======== Extrait à lire

Durant cette période, le style de création de Lu Hang s'est nourri des influences des peintres fauvistes français comme Henri Matisse, de l'artiste espagnol Francisco Goya, et du peintre classique français Nicolas Poussin. La structure libre et la palette de couleurs vives de Matisse, son amour profond pour le monde et pour l'humanité, ainsi que l'audace de Goya dans l'utilisation de la couleur, son impact visuel intense et ses changements stylistiques étranges et imprévisibles, ont influencé Lu Hang dans sa compréhension de l'art et de ses rapports au monde. Poussin, avec son expression classique et son expérience de vie, lui a également donné de nouvelles perspectives sur l'art et sa place dans le monde.

 

En 2022, après dix ans d'études et de résidence en France, Lu Hang a été invité à revenir en Chine comme mentor pour un atelier d'art international organisé par son alma mater, l'Académie des Beaux-Arts du Sichuan. C'était pendant la période de contrôle de la pandémie, et le dernier cours a dû être donné en ligne. À la fin de la session, Lu Hang a demandé à tous les participants d'allumer leurs vidéos pour qu'il puisse voir les visages des étudiants. Lorsqu'il a vu des têtes se regrouper derrière chaque caméra, parfois des groupes entiers dans les dortoirs, cela l'a profondément touché. À ce moment-là, il a pris un instant pour dire "au revoir" à chaque visage inconnu derrière l'écran.

 

Dans les nombreuses expériences de Lu Hang, cet instant a été presque une métaphore : regarder ce qu'il y a derrière l'écran, ce sont des personnes concrètes, la vérité du monde, ou l'essence des choses ?

 

Lors d'un atelier plus récent, alors qu'il évaluait les œuvres des étudiants, Lu Hang a été profondément ému, et a même dû faire une pause pour apaiser ses émotions. Il a constaté que certaines expériences laissent une marque presque irréversible sur les individus. En voyant des œuvres chargées de sentiments d'oppression, de lutte, de tristesse et d'évasion, Lu Hang a conseillé à ses étudiants : "Je préférerais que vous ne deviez jamais endurer cela. Vous pouvez ne pas porter de lourdes charges, et simplement dépeindre un fragment de lumière et d'ombre, une variation de couleurs, ou un petit moment anodin de la vie."

================
======== Données fournies

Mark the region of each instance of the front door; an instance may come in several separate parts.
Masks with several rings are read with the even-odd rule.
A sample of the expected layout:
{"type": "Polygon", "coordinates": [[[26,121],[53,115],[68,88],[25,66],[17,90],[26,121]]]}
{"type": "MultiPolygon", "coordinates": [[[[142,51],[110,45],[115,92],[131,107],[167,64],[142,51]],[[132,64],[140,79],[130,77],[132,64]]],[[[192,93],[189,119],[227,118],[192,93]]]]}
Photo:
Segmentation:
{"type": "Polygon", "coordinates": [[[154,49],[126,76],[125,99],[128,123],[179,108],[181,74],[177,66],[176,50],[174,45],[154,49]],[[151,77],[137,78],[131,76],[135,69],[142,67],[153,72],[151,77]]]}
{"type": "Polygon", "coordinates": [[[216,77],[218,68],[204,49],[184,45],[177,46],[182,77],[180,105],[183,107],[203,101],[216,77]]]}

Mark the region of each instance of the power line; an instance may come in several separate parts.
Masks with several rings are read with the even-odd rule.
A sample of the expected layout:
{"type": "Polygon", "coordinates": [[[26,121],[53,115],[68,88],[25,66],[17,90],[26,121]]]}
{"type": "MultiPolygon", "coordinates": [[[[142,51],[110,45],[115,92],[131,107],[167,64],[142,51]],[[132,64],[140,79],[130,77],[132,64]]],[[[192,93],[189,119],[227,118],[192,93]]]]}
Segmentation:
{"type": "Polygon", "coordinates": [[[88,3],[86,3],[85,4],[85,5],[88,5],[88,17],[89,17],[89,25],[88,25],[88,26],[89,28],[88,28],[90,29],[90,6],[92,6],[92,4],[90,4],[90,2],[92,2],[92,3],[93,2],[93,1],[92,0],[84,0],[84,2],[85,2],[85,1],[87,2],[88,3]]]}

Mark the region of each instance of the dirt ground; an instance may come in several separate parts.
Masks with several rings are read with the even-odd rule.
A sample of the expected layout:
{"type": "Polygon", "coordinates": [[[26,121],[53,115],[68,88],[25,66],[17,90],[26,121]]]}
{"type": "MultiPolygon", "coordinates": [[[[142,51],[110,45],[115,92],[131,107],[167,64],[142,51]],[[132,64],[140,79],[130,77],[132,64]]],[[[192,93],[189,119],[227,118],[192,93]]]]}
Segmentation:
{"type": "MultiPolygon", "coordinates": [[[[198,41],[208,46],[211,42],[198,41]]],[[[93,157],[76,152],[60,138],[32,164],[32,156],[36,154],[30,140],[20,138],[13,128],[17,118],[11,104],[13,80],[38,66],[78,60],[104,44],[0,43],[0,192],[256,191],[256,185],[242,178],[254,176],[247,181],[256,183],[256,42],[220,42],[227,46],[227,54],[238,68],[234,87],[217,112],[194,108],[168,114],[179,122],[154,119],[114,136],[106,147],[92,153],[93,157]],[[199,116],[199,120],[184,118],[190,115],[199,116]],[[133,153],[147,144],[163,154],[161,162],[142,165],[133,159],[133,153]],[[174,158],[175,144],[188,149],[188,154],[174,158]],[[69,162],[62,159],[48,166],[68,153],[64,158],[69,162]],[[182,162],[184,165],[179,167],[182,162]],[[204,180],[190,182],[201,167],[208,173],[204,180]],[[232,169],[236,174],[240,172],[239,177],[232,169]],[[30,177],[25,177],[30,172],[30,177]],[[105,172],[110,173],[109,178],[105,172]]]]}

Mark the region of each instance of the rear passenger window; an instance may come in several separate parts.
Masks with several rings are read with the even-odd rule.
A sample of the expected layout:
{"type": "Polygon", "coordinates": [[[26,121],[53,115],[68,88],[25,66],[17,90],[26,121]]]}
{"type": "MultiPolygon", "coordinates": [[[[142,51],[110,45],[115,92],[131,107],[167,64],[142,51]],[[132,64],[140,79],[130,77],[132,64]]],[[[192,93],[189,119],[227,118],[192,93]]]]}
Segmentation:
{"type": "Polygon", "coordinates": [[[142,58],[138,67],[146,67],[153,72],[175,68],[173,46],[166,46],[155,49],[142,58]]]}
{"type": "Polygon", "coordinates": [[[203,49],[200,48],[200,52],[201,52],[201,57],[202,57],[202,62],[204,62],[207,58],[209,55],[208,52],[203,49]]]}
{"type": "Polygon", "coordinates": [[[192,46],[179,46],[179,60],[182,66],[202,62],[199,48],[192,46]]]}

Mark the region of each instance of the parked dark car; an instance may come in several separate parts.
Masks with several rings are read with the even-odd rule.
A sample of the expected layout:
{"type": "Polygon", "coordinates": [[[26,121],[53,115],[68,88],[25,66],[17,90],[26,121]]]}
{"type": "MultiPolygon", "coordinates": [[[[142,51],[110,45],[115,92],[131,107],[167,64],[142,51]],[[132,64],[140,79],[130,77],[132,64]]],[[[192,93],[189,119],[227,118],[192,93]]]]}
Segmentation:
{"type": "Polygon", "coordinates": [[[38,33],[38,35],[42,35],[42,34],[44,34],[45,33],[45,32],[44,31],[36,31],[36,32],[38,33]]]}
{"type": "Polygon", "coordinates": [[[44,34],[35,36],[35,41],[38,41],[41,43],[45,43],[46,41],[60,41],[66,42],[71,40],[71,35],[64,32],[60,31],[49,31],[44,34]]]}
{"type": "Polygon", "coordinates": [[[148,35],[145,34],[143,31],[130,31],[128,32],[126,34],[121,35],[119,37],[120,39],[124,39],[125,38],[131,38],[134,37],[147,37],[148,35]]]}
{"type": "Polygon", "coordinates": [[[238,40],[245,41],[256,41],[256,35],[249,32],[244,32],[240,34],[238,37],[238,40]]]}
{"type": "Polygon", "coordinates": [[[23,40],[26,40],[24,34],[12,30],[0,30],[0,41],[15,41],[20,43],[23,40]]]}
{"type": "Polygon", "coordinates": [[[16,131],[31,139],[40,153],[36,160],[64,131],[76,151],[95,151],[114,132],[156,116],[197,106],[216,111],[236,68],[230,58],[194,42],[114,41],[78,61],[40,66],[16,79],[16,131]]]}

================

_Consigne A_: Recopiez le passage de l'extrait à lire qui va de "En 2022, après" jusqu'à "inconnu derrière l'écran." inclus, en substituant "chambres" à "dortoirs".
_Consigne B_: D'après l'extrait à lire, quel établissement a organisé l'atelier d'art international de 2022 ?

_Résultat attendu A_:
En 2022, après dix ans d'études et de résidence en France, Lu Hang a été invité à revenir en Chine comme mentor pour un atelier d'art international organisé par son alma mater, l'Académie des Beaux-Arts du Sichuan. C'était pendant la période de contrôle de la pandémie, et le dernier cours a dû être donné en ligne. À la fin de la session, Lu Hang a demandé à tous les participants d'allumer leurs vidéos pour qu'il puisse voir les visages des étudiants. Lorsqu'il a vu des têtes se regrouper derrière chaque caméra, parfois des groupes entiers dans les chambres, cela l'a profondément touché. À ce moment-là, il a pris un instant pour dire "au revoir" à chaque visage inconnu derrière l'écran.

_Résultat attendu B_: L'Académie des Beaux-Arts du Sichuan.